Reproduce every record verbatim but drop the pictures.

========================

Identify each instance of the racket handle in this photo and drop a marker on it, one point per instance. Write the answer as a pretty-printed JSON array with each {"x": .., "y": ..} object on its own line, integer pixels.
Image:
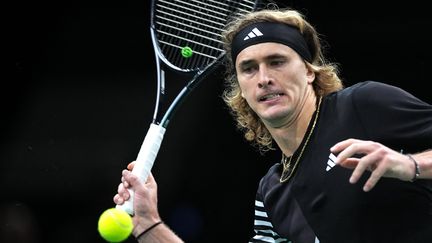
[{"x": 145, "y": 159}]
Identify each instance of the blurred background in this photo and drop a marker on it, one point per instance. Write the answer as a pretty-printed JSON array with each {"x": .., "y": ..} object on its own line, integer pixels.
[{"x": 81, "y": 101}]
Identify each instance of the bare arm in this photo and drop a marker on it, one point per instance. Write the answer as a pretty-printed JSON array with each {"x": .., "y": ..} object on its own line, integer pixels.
[
  {"x": 145, "y": 208},
  {"x": 381, "y": 161}
]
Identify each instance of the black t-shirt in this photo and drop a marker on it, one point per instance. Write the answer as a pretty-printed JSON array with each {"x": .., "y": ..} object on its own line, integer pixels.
[{"x": 318, "y": 204}]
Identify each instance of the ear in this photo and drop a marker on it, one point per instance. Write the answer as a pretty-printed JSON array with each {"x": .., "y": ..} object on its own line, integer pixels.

========================

SOLVED PROBLEM:
Identify each instance of the racket handle in this photo and drop a marker on it, one point per instance. Write the answer as a pretty-printed JSON array with each {"x": .., "y": ..} object on its own line, integer pixels.
Image:
[{"x": 145, "y": 159}]
Identify each instance of the blurred background in this photo and drop a marker on it, one point per instance. Write the answer as a pretty-printed JSON array with each {"x": .., "y": ..} object on its own line, integer pixels.
[{"x": 81, "y": 101}]
Identify each instance of the bare arm in this photo and drop a marker on it, one point per instance. Write the answer as a pretty-printed JSON array with each {"x": .., "y": ..} object on its own line, integer pixels.
[
  {"x": 145, "y": 208},
  {"x": 381, "y": 161}
]
Identify each instance of the black t-shirt in this photo and drop a marker on it, one point per instance. Write the answer as a pretty-printed JSON array with each {"x": .., "y": ..} object on its own line, integer pixels.
[{"x": 318, "y": 204}]
Identify each instance of the ear in this photo and drop a marker on it, one point per instance. Write the answer as a pretty-printed JSON array with each {"x": .., "y": ..} object on its own line, integer pixels.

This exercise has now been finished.